I'd like the data below restated word for word, with the pictures left out.

=====

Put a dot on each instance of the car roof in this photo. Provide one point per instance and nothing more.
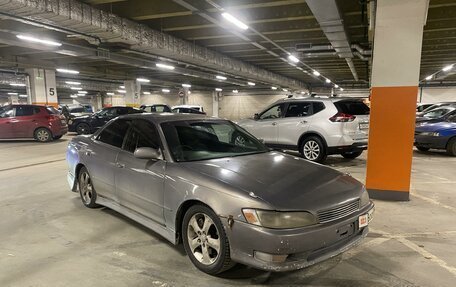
(168, 117)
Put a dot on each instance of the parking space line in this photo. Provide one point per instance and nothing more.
(30, 165)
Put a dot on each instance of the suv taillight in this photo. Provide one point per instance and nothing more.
(341, 117)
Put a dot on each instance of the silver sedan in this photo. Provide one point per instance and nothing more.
(210, 184)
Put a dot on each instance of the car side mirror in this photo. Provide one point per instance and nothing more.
(147, 153)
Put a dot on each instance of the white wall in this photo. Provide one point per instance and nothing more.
(433, 95)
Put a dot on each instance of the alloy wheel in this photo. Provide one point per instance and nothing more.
(203, 238)
(311, 150)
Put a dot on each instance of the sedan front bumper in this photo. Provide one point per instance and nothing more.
(296, 248)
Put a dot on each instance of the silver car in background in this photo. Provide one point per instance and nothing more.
(314, 126)
(219, 190)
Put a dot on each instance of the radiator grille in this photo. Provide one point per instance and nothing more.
(338, 212)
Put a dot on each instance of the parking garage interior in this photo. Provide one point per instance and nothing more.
(231, 60)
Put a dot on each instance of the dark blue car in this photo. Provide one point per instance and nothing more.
(437, 135)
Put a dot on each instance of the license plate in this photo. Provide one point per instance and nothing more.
(364, 219)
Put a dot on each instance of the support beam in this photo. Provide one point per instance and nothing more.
(395, 76)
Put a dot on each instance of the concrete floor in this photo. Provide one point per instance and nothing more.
(47, 237)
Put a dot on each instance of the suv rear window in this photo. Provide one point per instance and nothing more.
(352, 107)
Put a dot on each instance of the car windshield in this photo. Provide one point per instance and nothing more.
(203, 140)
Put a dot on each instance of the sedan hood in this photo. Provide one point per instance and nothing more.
(284, 181)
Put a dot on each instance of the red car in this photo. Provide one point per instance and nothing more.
(31, 121)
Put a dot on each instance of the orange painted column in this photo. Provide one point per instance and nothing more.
(395, 77)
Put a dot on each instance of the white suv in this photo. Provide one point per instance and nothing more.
(317, 127)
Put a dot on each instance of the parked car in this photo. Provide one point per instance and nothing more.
(160, 108)
(317, 127)
(437, 135)
(186, 178)
(31, 121)
(182, 110)
(435, 106)
(437, 115)
(188, 109)
(422, 106)
(91, 123)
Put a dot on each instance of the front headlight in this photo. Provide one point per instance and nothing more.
(432, 134)
(364, 199)
(277, 219)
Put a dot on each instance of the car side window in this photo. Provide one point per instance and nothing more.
(142, 134)
(298, 110)
(274, 112)
(23, 111)
(114, 133)
(6, 112)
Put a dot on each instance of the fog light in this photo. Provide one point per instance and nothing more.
(270, 257)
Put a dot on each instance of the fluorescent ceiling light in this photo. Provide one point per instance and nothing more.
(293, 58)
(66, 71)
(40, 41)
(234, 20)
(164, 66)
(142, 80)
(72, 83)
(447, 68)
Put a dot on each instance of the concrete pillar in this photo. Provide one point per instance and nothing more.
(133, 89)
(215, 103)
(42, 86)
(395, 77)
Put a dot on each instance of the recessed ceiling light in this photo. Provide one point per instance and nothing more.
(38, 40)
(67, 71)
(235, 21)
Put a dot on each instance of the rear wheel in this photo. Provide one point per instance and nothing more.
(83, 129)
(451, 147)
(351, 155)
(205, 240)
(422, 148)
(313, 149)
(43, 135)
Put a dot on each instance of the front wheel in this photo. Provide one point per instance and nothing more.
(351, 155)
(451, 147)
(205, 240)
(313, 149)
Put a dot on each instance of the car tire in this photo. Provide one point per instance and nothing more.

=====

→ **Task output**
Put a dot on each instance of the car roof in this photo. Provide one point per instance and nothing more.
(168, 117)
Put a dot on each instance of the parking space line in this photo. Provide one point per instance and nothing more.
(30, 165)
Put a dot on each instance of the suv taillight in this photo. Provide one point per instance and nothing more.
(341, 117)
Put a dot on each instance of the silver sedan in this photo. Provide one point per instance and nothing more.
(210, 184)
Put a dot on each instance of the car side mirror in this photo. Provide one point per instance and nothing more.
(147, 153)
Put a dot on each instance of the white wall in this photo. Provide one point per instance and nothing more.
(433, 95)
Put a dot on each instance of the alloy wheel in this photo. Provide one point per instance and nothing more.
(203, 238)
(311, 150)
Put a dot on each instance of the sedan front bumper in this photo. Provide one point per instance and nothing more.
(296, 248)
Put a dot on each instance of the silver car in background in this photo. Provide one point per instance and nothing more.
(314, 126)
(219, 190)
Put a dot on each instance of the radiator grille in this photo. Provide one point per instance and nothing more.
(338, 212)
Put a dot on each instance of the parking garage interior in this photo. Provide one point per instance and nothing more.
(231, 60)
Put a dot on each instance of the dark blue car in this photo. Provide one point per instance and nothing more.
(437, 135)
Put a dot on each instance of the license plate in this photo. Provide one point per instance and nothing more.
(364, 219)
Put a dot on each instance of the support beam in this photo. Provide one point per instance and nothing more.
(395, 76)
Put a dot on each instance of the concrete floor in this photo. Provide one point per instance and nothing more.
(47, 237)
Put a dot on each instance of the suv rear window in this photo. Provide one point per instance and nothing more.
(352, 107)
Put a dot on each instance of the car windshield in this photo. Provide one point per instance and nothing more.
(203, 140)
Put a dot on each instance of the sedan hood in this photo. Provide one point per instance and nothing more.
(284, 181)
Put a dot on each instance of the red car in this photo. Provide one point per instance and nothing more.
(31, 121)
Put a dot on each instance of the orange painted column in this photo. Provide one point per instance and nothing more.
(395, 77)
Put a dot on each instance of the white suv in this photo. Provide one point per instance and nothing more.
(317, 127)
Put a dot on each instance of the parked car in this photo. Provide one point per instance and nothing more.
(160, 108)
(317, 127)
(437, 135)
(186, 178)
(31, 121)
(182, 110)
(435, 106)
(437, 115)
(188, 109)
(422, 106)
(91, 123)
Put a dot on each instance of the front headlight in this photo. Provide one point per instance and nothing more.
(432, 134)
(364, 199)
(277, 219)
Put a dot on each instance of the car side window in this photo. Provide one point per instance and nothing more.
(142, 134)
(298, 110)
(274, 112)
(23, 111)
(114, 133)
(6, 112)
Put a dot on each instance of the fog light in this photo. Provide one point per instance and nothing more.
(270, 257)
Put a dot on each instance of the fluorescent ceiling light in this photo. Provide one point per instance and nothing more.
(293, 58)
(66, 71)
(40, 41)
(234, 20)
(164, 66)
(142, 80)
(72, 83)
(447, 68)
Put a dot on each instance of the concrete pillar in this photo. Provide one point per instance and nothing more.
(133, 89)
(215, 103)
(42, 86)
(395, 77)
Put a dot on each instance of the recessed ceiling light in this photo. Provide one point per instance and nothing more.
(38, 40)
(67, 71)
(235, 21)
Put a dot on each instance of the rear wheel in this photo. Provide one point per instance and nothing more.
(83, 129)
(451, 147)
(351, 155)
(205, 240)
(422, 148)
(313, 149)
(43, 135)
Put a dot on each instance of the front wheel in this photo. Provide one point per instance and nothing more.
(351, 155)
(451, 147)
(205, 240)
(313, 149)
Put a dot on each instance of the car tire in this photo. Provide one point per instance and nothing more.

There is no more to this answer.